#### Description of the task:
Give the entries back exactly, dropping each image.

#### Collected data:
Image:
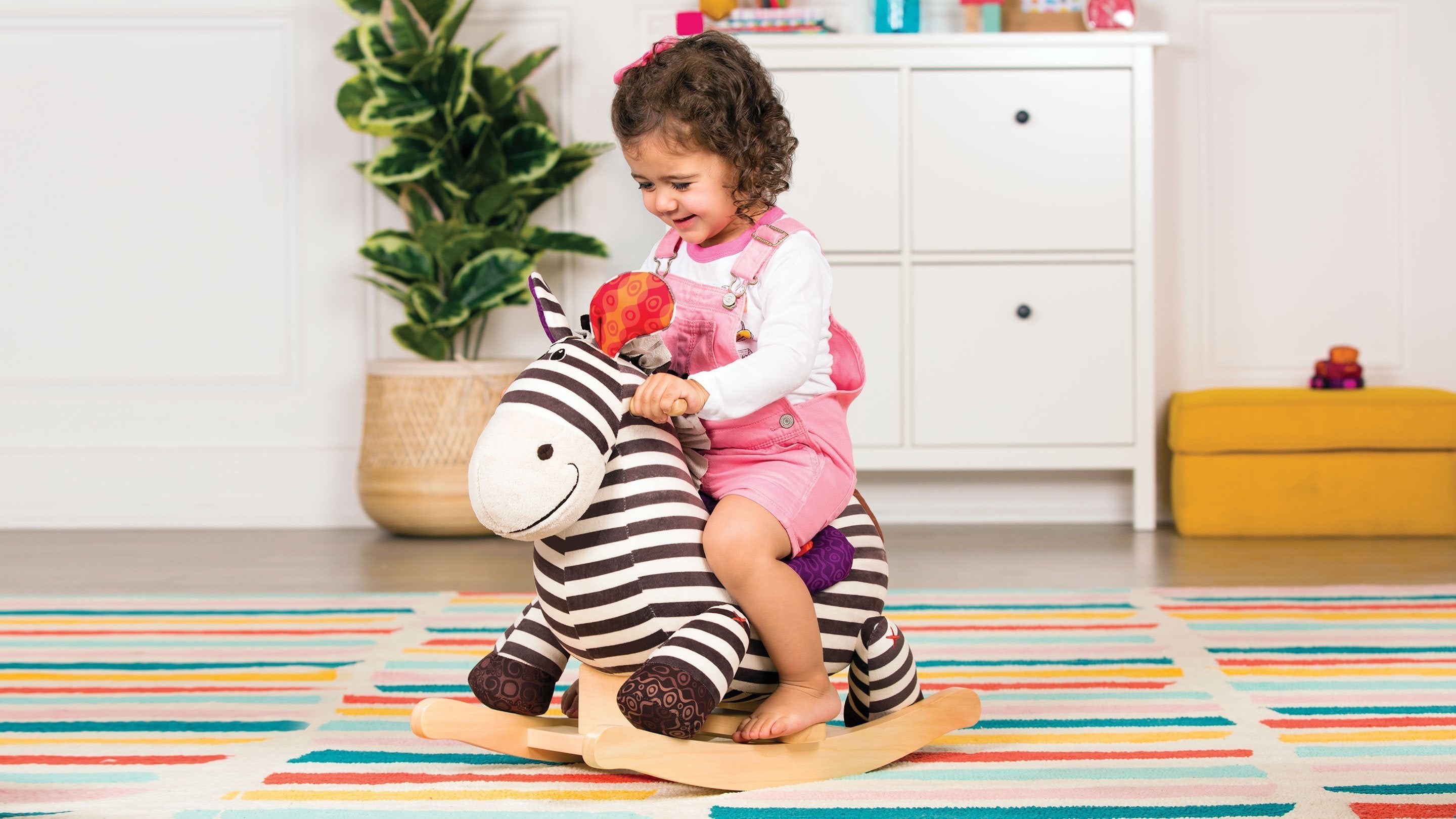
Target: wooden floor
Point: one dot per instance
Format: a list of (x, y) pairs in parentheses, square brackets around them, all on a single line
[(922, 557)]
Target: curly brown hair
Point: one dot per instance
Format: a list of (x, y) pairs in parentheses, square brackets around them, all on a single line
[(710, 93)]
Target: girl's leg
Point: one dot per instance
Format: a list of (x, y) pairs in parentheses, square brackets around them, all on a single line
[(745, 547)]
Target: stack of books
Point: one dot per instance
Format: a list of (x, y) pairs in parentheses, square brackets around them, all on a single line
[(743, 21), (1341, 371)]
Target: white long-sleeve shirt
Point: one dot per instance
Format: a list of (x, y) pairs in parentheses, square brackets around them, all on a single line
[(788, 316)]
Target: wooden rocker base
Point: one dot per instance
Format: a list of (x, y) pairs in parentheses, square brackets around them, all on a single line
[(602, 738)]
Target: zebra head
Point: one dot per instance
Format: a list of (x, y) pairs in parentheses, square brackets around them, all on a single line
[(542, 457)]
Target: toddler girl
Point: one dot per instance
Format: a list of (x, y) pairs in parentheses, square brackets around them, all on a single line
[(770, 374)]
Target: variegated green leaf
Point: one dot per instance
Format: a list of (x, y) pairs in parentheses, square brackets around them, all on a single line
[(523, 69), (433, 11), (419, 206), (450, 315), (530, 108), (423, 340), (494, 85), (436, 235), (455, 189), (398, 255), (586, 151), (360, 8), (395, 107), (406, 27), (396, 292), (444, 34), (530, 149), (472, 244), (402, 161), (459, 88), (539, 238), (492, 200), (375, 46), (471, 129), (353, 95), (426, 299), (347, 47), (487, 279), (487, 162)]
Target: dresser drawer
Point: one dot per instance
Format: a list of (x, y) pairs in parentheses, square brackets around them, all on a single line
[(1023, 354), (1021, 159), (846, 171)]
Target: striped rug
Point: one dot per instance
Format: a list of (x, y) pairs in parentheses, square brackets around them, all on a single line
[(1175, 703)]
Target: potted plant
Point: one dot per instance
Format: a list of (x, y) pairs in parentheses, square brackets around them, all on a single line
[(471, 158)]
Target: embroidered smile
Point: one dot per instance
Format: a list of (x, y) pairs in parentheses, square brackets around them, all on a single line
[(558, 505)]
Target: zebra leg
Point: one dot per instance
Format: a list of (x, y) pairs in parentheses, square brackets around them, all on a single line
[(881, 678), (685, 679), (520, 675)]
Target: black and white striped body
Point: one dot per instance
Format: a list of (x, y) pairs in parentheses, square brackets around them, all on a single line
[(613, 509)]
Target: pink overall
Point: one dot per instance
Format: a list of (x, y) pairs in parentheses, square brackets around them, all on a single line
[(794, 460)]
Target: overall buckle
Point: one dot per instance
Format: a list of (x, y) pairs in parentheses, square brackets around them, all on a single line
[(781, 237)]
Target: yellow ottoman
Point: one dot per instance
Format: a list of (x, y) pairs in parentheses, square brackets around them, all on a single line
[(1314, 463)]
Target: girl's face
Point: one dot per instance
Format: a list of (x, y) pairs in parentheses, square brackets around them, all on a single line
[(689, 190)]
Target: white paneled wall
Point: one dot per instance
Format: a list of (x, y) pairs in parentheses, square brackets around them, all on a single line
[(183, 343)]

#### Worked answer:
Image:
Target: wooden floor
Point: one dot per instance
Format: a list of (x, y) pairs in parentheses, square brackets around them, all on a single line
[(922, 557)]
Target: curly brown hair
Point: one dot per instance
Format: a list of (x, y) pairs in parentheses, square brackets around them, all on a single line
[(710, 93)]
Target: girl's leg
Point: one dot per instance
Format: a list of (x, y) pairs in parentheses, square brackets around them, all on a single line
[(745, 547)]
Target: stack of books
Point: one dot per instance
Format: a list of (x, y) pairs in parentheses, square brackets around them, all on a single line
[(743, 21), (1341, 371)]
Target: white long-sleeve shirt
Point: one dot per instance
Format: a list of (x, y) pairs in parentheses, square brackets around them, all on a single line
[(788, 316)]
Target: wooden rocker base
Point: one dot per instance
Format: a list of (x, y) pairs in parentheses, square brackets around them, all on a single line
[(602, 738)]
Target: zebra head
Point: one dot per instance
Format: a list of (x, y) pairs in parentheses, square brackets around them, all on a single line
[(542, 457)]
Target: toddler girl
Point: one dot per instance
Format: a list of (x, y) pairs in parentheses, square brackets around them, all on a single line
[(770, 374)]
Target: variegated green leaf
Point: one dot per instance
Format: a list of (x, y) pairs in parentheses, square brackets around them, all on a single line
[(523, 69), (433, 11), (419, 206), (450, 315), (530, 108), (423, 340), (494, 85), (436, 235), (455, 189), (398, 255), (586, 151), (360, 8), (395, 107), (406, 27), (396, 292), (444, 34), (530, 149), (472, 244), (402, 161), (459, 88), (539, 238), (492, 200), (375, 46), (471, 129), (353, 95), (426, 299), (347, 47), (487, 279), (487, 162)]
Target: dresser drawer
Point: one dot per instance
Format: a list of (x, y) pairs in parentheses, square brackets around them, all on a single line
[(1023, 354), (1021, 159), (846, 171)]
Target: striped rug
Point: one dot per instance
Format: a list of (x, y) pairs in parentheses, square brackets around them, all on a single line
[(1175, 703)]
Target: potted plant
Point: one dot per instance
Format: a list of (x, y) pairs in parentheses, square brackets around them, all on a single line
[(471, 158)]
Target: embroidered smile
Point: one dot per instance
Format: a list of (x, y) pairs in parentheses, square brackets around them, all on a single line
[(558, 505)]
Target: zebra leg
Point: one dot per instance
Format: a list of (x, y) pairs in parentheses, square brackets around them, all on a single line
[(881, 678), (685, 679), (520, 675)]
Target: black and white striped body
Point: one dot per instance
Format: a list of (x, y) pairs in parentheses, square brackets around them, all on a single line
[(613, 509)]
Target: pink overall
Point: one dot per instance
Format: a list of (x, y) pairs in parentheses, square brackets around them, all on a single line
[(794, 460)]
Target: overall buckle
Point: one dot per instance
Format: a list of (x, y) pairs in parentheses, square brackets around them, all on a single line
[(781, 237)]
Target: yellow ottoman
Point: one dot per instance
Format: a list of (x, y) pairs in parentheses, square brackets around them, all on a single line
[(1314, 463)]
Target: girl's face
Point: one dot per instance
Format: a list of (x, y) pairs in parentheses, square brackets around them, all on a single line
[(689, 190)]
Target: white paneled wall
Point: one dot per instance
Format: a list of (x, y) pairs in parentheses, square brackets around them, all on a single line
[(183, 343)]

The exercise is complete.